▶ Exercise data:
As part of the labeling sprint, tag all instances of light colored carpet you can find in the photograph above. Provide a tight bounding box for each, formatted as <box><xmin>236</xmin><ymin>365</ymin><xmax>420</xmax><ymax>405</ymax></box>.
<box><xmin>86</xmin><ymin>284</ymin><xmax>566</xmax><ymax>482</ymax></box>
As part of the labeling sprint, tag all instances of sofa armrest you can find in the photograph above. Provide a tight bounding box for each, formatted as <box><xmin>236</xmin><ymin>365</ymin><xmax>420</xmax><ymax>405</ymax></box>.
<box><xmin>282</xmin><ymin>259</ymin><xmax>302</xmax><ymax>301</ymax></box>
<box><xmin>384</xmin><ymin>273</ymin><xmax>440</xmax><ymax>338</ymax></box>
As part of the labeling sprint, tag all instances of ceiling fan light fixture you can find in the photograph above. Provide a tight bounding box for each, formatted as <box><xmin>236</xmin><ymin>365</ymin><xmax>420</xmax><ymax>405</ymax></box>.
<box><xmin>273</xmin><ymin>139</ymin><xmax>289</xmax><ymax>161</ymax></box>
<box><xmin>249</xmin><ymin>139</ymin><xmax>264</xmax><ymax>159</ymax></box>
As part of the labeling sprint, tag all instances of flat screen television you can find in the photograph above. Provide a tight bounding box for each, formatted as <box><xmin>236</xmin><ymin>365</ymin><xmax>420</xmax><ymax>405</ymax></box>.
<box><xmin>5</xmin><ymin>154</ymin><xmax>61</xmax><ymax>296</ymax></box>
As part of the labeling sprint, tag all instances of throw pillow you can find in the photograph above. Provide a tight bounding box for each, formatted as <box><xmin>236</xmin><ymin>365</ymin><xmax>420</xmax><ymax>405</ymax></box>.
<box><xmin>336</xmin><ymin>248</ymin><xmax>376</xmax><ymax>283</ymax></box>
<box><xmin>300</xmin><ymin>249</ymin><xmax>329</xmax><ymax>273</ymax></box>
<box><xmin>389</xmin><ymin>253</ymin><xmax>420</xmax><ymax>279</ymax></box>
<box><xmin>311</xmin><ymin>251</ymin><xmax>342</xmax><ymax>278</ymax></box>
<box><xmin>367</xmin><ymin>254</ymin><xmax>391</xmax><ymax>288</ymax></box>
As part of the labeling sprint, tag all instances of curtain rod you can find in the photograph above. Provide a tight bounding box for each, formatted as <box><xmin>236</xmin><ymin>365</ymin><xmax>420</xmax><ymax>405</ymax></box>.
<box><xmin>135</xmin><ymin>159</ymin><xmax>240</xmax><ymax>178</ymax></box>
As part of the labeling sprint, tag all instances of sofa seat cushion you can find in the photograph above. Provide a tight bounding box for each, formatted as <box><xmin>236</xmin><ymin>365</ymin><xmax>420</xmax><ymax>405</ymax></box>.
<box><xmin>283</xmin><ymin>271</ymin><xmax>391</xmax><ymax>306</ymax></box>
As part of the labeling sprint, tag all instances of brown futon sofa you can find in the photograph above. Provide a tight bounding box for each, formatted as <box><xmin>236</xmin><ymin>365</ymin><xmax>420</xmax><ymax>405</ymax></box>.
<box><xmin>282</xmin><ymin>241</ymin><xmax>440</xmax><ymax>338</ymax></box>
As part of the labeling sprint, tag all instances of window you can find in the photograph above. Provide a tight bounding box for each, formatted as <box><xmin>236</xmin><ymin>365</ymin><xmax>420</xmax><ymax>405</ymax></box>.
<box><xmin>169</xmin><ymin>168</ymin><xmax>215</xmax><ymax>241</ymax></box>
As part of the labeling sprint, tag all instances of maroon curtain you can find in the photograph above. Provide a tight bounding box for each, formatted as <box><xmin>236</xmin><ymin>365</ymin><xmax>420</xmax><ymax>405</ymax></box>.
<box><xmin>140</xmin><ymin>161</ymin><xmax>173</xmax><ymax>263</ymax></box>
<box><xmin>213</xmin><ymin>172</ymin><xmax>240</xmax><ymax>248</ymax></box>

▶ Problem to solve:
All of the entries must be written out exactly as they stand.

▶ Result for this exercise:
As part of the labeling sprint, tag all instances of light colored carpet you can find in the photograph above. Provide a tight bounding box for each, formatted as <box><xmin>236</xmin><ymin>365</ymin><xmax>420</xmax><ymax>405</ymax></box>.
<box><xmin>86</xmin><ymin>284</ymin><xmax>566</xmax><ymax>482</ymax></box>
As part of the labeling sprint, tag all instances of sofa armrest you can find in the photograph above. Provide a tight bounding box for each, formatted as <box><xmin>236</xmin><ymin>365</ymin><xmax>420</xmax><ymax>405</ymax></box>.
<box><xmin>282</xmin><ymin>259</ymin><xmax>302</xmax><ymax>301</ymax></box>
<box><xmin>384</xmin><ymin>273</ymin><xmax>440</xmax><ymax>338</ymax></box>
As part of the labeling sprint, tag all instances of ceiling fan light fixture you can find in the photograph above. Provide a tight bounding box for each, formatted as <box><xmin>236</xmin><ymin>365</ymin><xmax>420</xmax><ymax>405</ymax></box>.
<box><xmin>273</xmin><ymin>139</ymin><xmax>289</xmax><ymax>161</ymax></box>
<box><xmin>249</xmin><ymin>139</ymin><xmax>264</xmax><ymax>159</ymax></box>
As part of the labeling sprint, tag all instances of flat screen television you can find in the photograph above. Provide a tight bounding box for each, formatted as <box><xmin>236</xmin><ymin>365</ymin><xmax>420</xmax><ymax>405</ymax></box>.
<box><xmin>5</xmin><ymin>154</ymin><xmax>61</xmax><ymax>296</ymax></box>
As part of the labeling sprint, tag all instances of throw pillow you can find in the photograph above. Provide a tight bounding box for each, formatted as <box><xmin>236</xmin><ymin>365</ymin><xmax>420</xmax><ymax>405</ymax></box>.
<box><xmin>336</xmin><ymin>248</ymin><xmax>376</xmax><ymax>283</ymax></box>
<box><xmin>300</xmin><ymin>249</ymin><xmax>329</xmax><ymax>273</ymax></box>
<box><xmin>389</xmin><ymin>253</ymin><xmax>420</xmax><ymax>279</ymax></box>
<box><xmin>311</xmin><ymin>251</ymin><xmax>342</xmax><ymax>278</ymax></box>
<box><xmin>367</xmin><ymin>254</ymin><xmax>391</xmax><ymax>288</ymax></box>
As part of the labeling sprint, tag all instances of curtain rod you can find in the photograph above. Provide a tight bounding box for each, formatted as <box><xmin>236</xmin><ymin>365</ymin><xmax>420</xmax><ymax>405</ymax></box>.
<box><xmin>135</xmin><ymin>159</ymin><xmax>240</xmax><ymax>178</ymax></box>
As part of the labeling sprint, tag all instances of sofa seat cushion you can find in the photograph above. Provide a tight bounding box for each, formatted as <box><xmin>236</xmin><ymin>365</ymin><xmax>420</xmax><ymax>405</ymax></box>.
<box><xmin>283</xmin><ymin>271</ymin><xmax>391</xmax><ymax>306</ymax></box>
As part of the labeling sprint, tag all instances of brown futon sofa you can find in the photograph above. Provide a tight bounding box for each, formatted as <box><xmin>236</xmin><ymin>365</ymin><xmax>420</xmax><ymax>405</ymax></box>.
<box><xmin>282</xmin><ymin>241</ymin><xmax>440</xmax><ymax>338</ymax></box>
As part of the labeling sprint, tag all instances of window you can find in the photograph above. Provide a tight bounding box for each, formatted as <box><xmin>236</xmin><ymin>365</ymin><xmax>420</xmax><ymax>405</ymax></box>.
<box><xmin>169</xmin><ymin>168</ymin><xmax>215</xmax><ymax>241</ymax></box>
As part of the labeling sprint, tag all instances of maroon curtain you can find in the photograph above. Provide a tight bounding box for each, formatted as <box><xmin>236</xmin><ymin>365</ymin><xmax>420</xmax><ymax>405</ymax></box>.
<box><xmin>140</xmin><ymin>161</ymin><xmax>173</xmax><ymax>263</ymax></box>
<box><xmin>213</xmin><ymin>172</ymin><xmax>240</xmax><ymax>248</ymax></box>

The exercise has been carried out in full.